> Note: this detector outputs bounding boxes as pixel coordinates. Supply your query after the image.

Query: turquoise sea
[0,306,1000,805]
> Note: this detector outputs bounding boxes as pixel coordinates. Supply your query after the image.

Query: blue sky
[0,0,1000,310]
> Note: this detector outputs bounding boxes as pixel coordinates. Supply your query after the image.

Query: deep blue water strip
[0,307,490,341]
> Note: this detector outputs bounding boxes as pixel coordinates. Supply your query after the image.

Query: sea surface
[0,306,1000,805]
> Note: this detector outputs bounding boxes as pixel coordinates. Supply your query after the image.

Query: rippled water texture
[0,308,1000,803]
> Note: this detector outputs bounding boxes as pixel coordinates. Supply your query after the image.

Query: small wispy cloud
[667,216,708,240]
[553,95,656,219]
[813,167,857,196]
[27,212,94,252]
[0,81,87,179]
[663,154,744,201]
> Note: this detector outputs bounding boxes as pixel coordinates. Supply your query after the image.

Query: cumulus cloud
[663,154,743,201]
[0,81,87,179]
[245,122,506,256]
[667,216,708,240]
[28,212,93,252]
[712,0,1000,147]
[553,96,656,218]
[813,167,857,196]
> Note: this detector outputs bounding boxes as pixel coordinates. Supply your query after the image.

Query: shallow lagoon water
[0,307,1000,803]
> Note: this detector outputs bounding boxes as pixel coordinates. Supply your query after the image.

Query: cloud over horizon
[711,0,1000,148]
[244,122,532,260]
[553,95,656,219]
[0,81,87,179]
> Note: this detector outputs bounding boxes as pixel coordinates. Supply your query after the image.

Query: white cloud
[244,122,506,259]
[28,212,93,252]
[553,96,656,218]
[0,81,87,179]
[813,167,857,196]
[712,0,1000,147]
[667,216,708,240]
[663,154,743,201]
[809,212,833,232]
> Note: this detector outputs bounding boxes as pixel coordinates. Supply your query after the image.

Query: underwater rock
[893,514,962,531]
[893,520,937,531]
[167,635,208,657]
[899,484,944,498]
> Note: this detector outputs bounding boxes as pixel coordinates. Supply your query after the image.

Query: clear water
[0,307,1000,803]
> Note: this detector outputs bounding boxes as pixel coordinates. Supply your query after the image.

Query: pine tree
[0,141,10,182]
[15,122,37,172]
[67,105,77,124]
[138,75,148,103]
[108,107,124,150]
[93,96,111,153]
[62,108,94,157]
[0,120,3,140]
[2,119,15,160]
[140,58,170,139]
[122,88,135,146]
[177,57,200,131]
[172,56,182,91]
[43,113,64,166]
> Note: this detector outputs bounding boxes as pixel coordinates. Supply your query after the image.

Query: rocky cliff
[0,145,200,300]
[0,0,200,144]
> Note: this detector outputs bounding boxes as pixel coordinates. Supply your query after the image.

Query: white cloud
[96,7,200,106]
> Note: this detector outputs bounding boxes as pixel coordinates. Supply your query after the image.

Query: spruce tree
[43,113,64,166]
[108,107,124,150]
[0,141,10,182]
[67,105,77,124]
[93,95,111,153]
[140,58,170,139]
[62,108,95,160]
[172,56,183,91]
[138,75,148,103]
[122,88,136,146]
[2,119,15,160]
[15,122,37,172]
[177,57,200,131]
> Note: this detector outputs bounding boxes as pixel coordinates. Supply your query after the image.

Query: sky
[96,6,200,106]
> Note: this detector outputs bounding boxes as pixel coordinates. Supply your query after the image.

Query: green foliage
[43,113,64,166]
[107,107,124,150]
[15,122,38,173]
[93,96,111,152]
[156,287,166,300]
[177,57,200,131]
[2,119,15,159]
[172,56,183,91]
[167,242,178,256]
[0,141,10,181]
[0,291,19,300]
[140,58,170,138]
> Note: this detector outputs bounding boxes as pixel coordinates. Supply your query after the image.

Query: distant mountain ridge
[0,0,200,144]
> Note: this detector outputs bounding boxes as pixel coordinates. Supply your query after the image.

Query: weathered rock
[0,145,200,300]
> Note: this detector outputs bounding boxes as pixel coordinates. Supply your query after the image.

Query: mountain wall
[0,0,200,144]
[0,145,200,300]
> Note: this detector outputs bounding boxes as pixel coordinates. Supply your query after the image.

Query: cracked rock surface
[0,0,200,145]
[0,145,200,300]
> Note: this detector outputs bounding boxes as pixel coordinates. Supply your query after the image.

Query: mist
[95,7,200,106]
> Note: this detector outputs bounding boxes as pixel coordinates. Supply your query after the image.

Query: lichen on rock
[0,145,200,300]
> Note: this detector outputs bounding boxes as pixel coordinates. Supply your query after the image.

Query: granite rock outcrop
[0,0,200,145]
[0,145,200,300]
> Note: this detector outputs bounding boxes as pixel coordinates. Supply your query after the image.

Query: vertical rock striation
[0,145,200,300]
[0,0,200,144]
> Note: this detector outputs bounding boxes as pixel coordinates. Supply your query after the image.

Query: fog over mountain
- - -
Requirement:
Quote every line above exactly, from the start of the lines down to the line that contains "[0,308,1000,803]", both ends included.

Task response:
> Note: this detector outputs bounding boxes as pixel coordinates. Supply your query after the image.

Query: turquoise sea
[0,306,1000,805]
> Note: this detector outputs bounding boxes as pixel coordinates. Supply your query after the image.

Query: blue sky
[0,0,1000,310]
> Note: this detector outputs bounding boxes as pixel coordinates. Supply your query after the image.

Query: deep blue water strip
[0,307,490,341]
> Note: this detector outputs bounding boxes as pixel coordinates. Supply your query after the image.

Query: sea surface
[0,306,1000,805]
> Note: this detector outputs bounding boxes as pixel coordinates. Supply your query after the image.

Query: rippled water texture
[0,308,1000,803]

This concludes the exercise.